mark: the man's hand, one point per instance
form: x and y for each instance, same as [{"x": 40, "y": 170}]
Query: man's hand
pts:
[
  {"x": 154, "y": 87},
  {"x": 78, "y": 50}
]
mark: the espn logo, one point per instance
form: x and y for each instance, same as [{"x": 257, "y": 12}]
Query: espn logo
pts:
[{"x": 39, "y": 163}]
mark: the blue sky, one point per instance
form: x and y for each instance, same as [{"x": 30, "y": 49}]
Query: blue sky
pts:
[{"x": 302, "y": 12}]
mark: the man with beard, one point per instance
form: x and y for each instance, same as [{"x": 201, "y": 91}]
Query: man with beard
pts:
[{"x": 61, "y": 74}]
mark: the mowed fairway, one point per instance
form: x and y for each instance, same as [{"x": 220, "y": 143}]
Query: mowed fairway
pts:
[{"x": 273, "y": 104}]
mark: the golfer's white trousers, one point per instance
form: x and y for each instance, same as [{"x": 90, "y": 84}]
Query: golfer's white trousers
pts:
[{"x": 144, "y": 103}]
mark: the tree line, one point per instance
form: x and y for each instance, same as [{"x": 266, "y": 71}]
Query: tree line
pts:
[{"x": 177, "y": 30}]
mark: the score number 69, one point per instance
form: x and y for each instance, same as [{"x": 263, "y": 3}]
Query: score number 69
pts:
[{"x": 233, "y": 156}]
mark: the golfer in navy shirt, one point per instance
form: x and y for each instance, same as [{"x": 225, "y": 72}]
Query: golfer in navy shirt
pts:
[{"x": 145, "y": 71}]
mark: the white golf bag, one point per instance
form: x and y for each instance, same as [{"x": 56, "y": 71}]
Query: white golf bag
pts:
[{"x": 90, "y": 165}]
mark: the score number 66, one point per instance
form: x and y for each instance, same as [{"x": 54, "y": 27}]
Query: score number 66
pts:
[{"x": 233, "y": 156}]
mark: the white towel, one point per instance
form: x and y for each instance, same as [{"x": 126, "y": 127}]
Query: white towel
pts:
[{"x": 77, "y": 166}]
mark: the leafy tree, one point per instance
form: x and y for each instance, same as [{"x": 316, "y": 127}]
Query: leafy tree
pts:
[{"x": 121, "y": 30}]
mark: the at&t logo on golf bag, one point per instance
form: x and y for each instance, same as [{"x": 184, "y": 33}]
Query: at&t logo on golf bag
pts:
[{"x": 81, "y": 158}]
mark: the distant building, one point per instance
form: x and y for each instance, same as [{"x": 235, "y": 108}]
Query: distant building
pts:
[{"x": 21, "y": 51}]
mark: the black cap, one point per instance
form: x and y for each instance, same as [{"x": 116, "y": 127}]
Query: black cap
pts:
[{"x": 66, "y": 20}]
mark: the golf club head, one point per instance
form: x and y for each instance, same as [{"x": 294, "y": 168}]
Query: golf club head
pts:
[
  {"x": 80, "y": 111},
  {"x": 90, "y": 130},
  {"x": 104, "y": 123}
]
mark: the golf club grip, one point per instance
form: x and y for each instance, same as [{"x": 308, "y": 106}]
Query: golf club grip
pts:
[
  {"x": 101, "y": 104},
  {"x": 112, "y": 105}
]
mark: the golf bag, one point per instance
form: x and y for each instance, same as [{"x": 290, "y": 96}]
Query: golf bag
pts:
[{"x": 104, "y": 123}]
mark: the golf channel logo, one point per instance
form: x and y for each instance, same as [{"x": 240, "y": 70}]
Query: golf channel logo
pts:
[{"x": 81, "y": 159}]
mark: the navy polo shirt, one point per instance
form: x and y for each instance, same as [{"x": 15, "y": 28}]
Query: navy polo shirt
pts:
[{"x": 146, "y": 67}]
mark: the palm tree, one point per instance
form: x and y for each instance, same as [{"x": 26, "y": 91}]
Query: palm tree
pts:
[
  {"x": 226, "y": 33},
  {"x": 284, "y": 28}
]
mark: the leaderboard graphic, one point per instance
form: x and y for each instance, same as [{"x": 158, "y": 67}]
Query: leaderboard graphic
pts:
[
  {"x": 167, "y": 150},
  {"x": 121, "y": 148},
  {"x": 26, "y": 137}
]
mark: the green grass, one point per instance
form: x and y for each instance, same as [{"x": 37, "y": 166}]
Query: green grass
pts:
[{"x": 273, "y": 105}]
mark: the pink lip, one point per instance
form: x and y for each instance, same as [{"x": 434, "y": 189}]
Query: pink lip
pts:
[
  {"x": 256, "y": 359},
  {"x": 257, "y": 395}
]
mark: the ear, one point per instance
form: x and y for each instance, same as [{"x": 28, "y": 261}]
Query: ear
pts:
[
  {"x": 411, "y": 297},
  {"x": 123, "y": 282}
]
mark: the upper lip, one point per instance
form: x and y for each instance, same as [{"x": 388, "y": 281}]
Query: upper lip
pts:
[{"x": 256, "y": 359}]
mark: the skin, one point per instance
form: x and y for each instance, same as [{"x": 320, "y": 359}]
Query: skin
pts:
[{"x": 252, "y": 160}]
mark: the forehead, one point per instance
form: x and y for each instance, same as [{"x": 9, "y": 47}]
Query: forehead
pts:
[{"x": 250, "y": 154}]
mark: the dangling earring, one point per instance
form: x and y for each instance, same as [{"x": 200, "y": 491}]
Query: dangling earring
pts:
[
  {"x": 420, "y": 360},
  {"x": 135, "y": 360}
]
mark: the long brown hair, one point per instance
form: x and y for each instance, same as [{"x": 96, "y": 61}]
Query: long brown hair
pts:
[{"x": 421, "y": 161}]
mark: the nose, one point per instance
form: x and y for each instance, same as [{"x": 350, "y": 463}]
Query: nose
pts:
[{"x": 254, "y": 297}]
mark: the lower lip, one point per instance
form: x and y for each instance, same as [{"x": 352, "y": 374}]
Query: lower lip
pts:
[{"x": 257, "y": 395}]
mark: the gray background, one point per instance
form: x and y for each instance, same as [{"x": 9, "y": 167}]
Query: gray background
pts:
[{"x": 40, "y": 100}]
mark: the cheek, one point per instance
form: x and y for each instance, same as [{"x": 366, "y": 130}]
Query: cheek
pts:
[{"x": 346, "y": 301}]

**Exercise aim**
Convert the lines of the listing, starting at the line that contains "mark: the cheek, one point per instance" and ending at the end of the listing, into a JSON list of strings with one string per line and blank lines omitted.

**Response**
[
  "mark: the cheek, one point per instance",
  "form: x and y for each instance, same as [{\"x\": 366, \"y\": 130}]",
  "Query: cheek",
  "pts:",
  "[{\"x\": 346, \"y\": 301}]"
]